Prompt: Without omission or alteration, write out all of the data.

Provided information:

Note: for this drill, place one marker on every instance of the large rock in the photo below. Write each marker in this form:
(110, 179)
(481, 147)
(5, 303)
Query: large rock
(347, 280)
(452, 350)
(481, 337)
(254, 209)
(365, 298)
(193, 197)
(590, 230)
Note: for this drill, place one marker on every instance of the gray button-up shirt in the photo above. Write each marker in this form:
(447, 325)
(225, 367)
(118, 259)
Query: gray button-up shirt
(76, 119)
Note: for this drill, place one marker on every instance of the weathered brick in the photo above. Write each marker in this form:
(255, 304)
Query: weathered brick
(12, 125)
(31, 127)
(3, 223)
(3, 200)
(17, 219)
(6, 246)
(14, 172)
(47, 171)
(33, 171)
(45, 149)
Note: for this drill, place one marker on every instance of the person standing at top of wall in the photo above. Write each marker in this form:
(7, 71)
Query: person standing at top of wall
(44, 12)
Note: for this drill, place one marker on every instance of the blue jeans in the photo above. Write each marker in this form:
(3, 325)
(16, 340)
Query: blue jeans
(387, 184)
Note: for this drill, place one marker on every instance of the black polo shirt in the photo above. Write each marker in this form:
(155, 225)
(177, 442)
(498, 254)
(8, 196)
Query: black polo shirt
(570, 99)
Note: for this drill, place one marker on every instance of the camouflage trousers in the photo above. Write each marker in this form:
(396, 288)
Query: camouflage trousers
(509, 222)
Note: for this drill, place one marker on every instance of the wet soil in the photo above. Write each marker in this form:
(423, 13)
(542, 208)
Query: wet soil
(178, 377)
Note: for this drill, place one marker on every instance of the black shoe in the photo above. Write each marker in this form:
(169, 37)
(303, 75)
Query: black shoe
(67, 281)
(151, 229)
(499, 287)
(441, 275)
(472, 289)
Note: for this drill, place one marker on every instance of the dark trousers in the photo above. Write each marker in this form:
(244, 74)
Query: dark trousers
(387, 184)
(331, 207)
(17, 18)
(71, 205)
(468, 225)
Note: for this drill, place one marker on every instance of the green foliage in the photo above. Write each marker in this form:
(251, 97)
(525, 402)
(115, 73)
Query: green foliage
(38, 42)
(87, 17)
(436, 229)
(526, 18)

Expected output:
Note: for this drill, place one marker on every instance of the large rock in the photo below. Write each marker in this form:
(110, 179)
(481, 147)
(5, 303)
Query: large rock
(347, 280)
(452, 350)
(481, 337)
(254, 209)
(365, 298)
(193, 197)
(590, 230)
Note: for this drill, place one marker on every instance of the gray button-up shirt in the photo above. Write each marker in this form:
(447, 325)
(225, 367)
(118, 259)
Query: gray button-up shirt
(76, 119)
Note: for this drill, place one marker on every instance of the weathered brick in the photo above. Write each marker in this form:
(255, 304)
Query: weathered brick
(12, 125)
(31, 127)
(3, 223)
(3, 200)
(17, 219)
(6, 246)
(14, 172)
(47, 171)
(33, 171)
(45, 149)
Note: for this drill, place one marker on every instance of the person standing at top of wall in the photo above. Write each marker in this form:
(7, 71)
Query: person standing at top of wall
(44, 12)
Note: for this drill, place one marker on every instance of the blue jeans in the photo above. Write each marker in this form:
(3, 325)
(16, 340)
Query: blue jeans
(387, 184)
Note: for this drill, place one marker on every instance of the black polo shirt in the photo above. Write each marker in this form:
(155, 225)
(177, 442)
(498, 254)
(8, 196)
Query: black polo shirt
(570, 99)
Note: for this drill, place one marker on every instance of the camouflage trousers in the photo above. Write each marker in this form:
(396, 288)
Query: camouflage trousers
(509, 222)
Note: for this drill, place one marker on every instance of the wet soil in the photo above. Write each marker in this form:
(423, 13)
(542, 208)
Query: wet soil
(178, 377)
Note: for this drill, place one marker on every instance of the black shoe in the photo above. Write each marker in this form:
(169, 37)
(303, 75)
Query: black shoe
(67, 281)
(151, 229)
(499, 287)
(441, 275)
(472, 289)
Note: for this drill, place one marker on every instance of the dark trousers in the photo above. Write each marker in this form:
(244, 74)
Query: dark trousers
(387, 184)
(331, 207)
(17, 18)
(71, 205)
(468, 225)
Note: for this drill, place one marker on every instance of the green foliage in the photo above. Write each marker in this form:
(251, 97)
(525, 402)
(115, 73)
Query: green foliage
(38, 42)
(87, 17)
(436, 229)
(526, 18)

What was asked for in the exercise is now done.